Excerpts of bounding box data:
+ + + +

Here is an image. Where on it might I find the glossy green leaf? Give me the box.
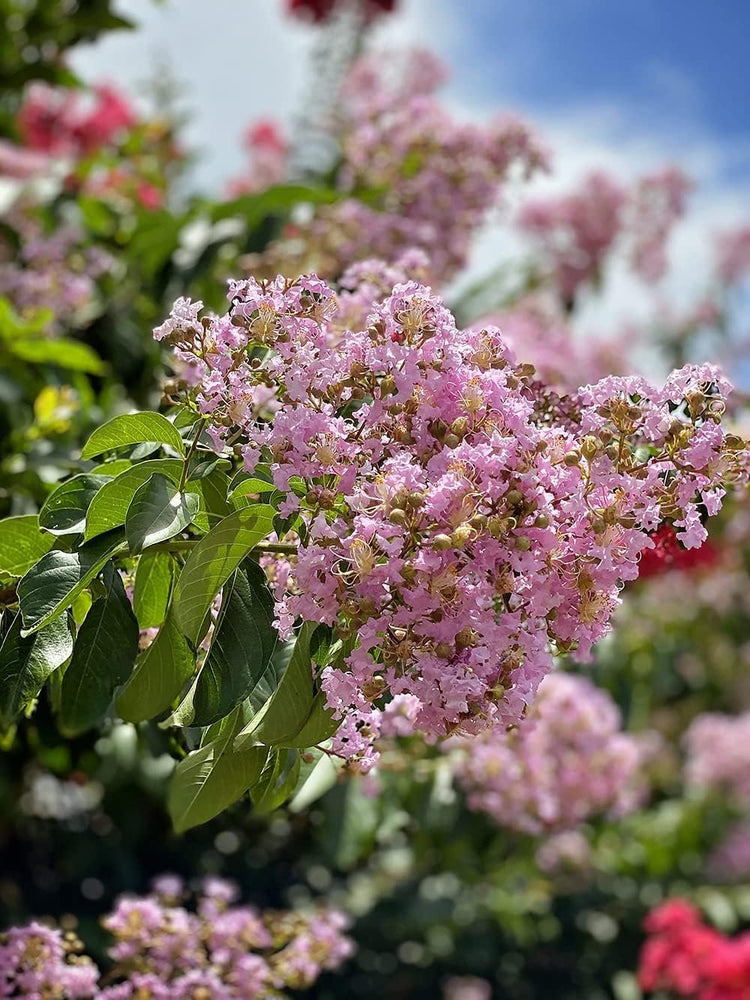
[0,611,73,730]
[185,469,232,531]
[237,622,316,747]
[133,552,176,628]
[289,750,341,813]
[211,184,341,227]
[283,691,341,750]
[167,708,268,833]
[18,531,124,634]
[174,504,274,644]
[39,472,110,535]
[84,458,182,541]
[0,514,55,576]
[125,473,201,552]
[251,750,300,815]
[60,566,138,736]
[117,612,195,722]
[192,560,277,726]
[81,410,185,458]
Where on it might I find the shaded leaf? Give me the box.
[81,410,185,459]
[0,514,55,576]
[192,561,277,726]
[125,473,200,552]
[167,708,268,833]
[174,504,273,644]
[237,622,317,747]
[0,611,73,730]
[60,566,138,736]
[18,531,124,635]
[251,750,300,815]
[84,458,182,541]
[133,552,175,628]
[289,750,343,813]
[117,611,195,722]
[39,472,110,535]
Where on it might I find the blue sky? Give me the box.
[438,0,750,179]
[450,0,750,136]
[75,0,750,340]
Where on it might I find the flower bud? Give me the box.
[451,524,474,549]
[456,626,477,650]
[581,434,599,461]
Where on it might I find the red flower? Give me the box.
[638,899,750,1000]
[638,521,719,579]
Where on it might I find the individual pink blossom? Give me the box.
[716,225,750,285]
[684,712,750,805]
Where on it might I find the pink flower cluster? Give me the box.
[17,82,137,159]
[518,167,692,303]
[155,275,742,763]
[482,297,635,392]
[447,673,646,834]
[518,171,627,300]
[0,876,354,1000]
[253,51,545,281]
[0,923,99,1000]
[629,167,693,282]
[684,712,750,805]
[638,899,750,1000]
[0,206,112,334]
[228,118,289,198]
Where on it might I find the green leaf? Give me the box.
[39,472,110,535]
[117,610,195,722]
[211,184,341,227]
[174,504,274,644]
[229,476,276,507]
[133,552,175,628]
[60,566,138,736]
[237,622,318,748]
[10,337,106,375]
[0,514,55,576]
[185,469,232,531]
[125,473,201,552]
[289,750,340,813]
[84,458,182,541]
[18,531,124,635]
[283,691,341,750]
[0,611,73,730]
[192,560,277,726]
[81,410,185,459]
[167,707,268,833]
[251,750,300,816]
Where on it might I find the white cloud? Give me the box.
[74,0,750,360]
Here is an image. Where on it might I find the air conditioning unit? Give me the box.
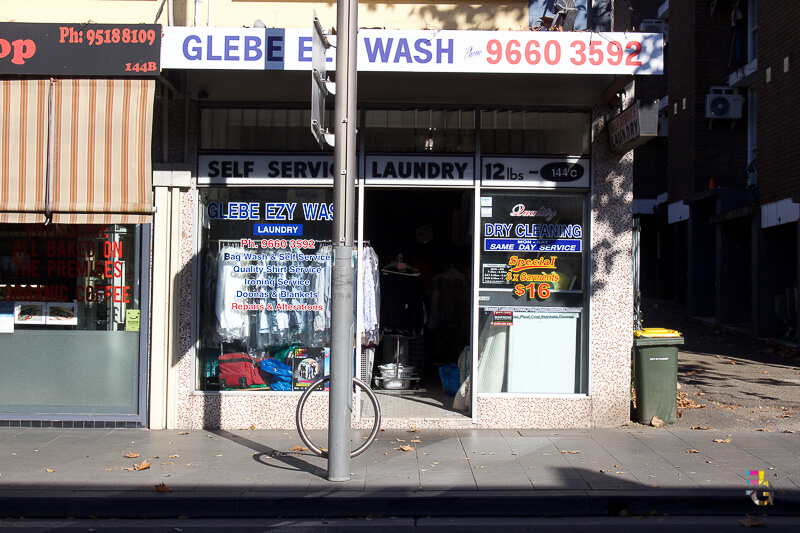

+ + + +

• **What to work on**: Extract each line of the listing above that contains the word "Give". Capitalization matters.

• **Task response**:
Here is an image. Where on it might I find the glossy green leaf? Give me the box.
Where on it might I find the shaded leaf? Give me the box.
Where on it might I find the blue sky? Give me the box.
Where on it might I find the flower bud? Give me the box.
Where on it might I find the red flower? Give me the box.
Where on it might I find the individual pink blossom? Give me the box.
Where on it might I find the pink flower cluster? Give me the box.
Where on it might I find the green leaf? Give me the box.
Where on it might I find the white cloud? Give me the box.
Here is an image. Where on it might I find the air conditioning unit? Give me the box.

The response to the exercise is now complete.